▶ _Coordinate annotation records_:
>> start

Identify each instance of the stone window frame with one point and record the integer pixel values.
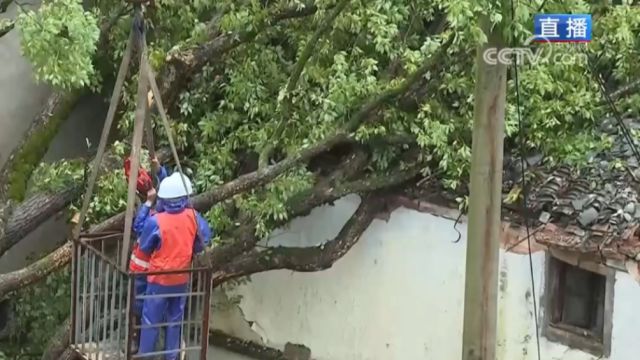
(573, 339)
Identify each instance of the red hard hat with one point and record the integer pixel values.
(144, 183)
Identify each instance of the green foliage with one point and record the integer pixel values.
(30, 154)
(59, 39)
(233, 107)
(39, 310)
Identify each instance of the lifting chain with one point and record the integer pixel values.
(142, 124)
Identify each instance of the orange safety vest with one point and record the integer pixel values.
(139, 260)
(177, 234)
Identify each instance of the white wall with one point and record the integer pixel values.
(398, 294)
(20, 97)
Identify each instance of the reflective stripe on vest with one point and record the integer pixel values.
(139, 260)
(177, 235)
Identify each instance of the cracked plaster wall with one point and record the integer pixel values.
(398, 294)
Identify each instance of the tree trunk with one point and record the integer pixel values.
(173, 78)
(244, 347)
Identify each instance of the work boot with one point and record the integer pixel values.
(135, 340)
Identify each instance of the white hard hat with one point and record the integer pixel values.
(172, 187)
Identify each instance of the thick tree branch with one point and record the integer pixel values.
(244, 347)
(36, 209)
(25, 157)
(325, 25)
(243, 183)
(303, 203)
(304, 259)
(625, 90)
(174, 77)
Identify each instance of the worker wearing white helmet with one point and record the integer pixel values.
(170, 237)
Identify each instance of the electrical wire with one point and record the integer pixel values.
(616, 114)
(522, 141)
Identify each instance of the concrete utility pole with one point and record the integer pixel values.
(483, 242)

>> end

Reproduce every item above word for word, with all of its points, and leave the pictures out.

▶ _Result of this task_:
Identify each instance of the stone window frame with one point and record the integer pixel values.
(573, 339)
Identify each instance of the red hard hat with one point and record the integer pixel values.
(144, 183)
Identify each instance of the green foliage with one point and record the integer pixel values.
(30, 154)
(59, 39)
(233, 107)
(39, 310)
Identify each instance of the lifting chain with one point and record the integer pixel values.
(142, 124)
Identify each instance of the orange safety vest with one point and record the integer pixel values.
(139, 260)
(177, 234)
Identify each instance of the white wall with one point and record the integer pixel values.
(398, 294)
(20, 97)
Identify each instance of the reflective stripe on vest with one point and record the integer pixel values.
(139, 260)
(177, 235)
Identify each instance of the cracked plaster wall with one point and record the integer pixel values.
(398, 294)
Identify each instance of the tree trunk with one point and record the integer pixel values.
(173, 78)
(244, 347)
Identify each instance of the work boot with one point and record the integer pixel values.
(135, 340)
Identify each instance of the white hard hat with one point and record the integer pixel values.
(172, 187)
Identify each instance of the thick tree branch with one point and record the integer pixel values.
(244, 347)
(36, 209)
(25, 157)
(325, 25)
(243, 183)
(303, 203)
(304, 259)
(625, 90)
(174, 77)
Identify each instance of the worker wearing white helmet with one point and record the integer pixel values.
(170, 237)
Identify each instance of the electrical wire with one point and record the integer pixel values.
(616, 114)
(522, 141)
Identify each instance of the concrete utility pole with one point and record the integer pixel values.
(483, 242)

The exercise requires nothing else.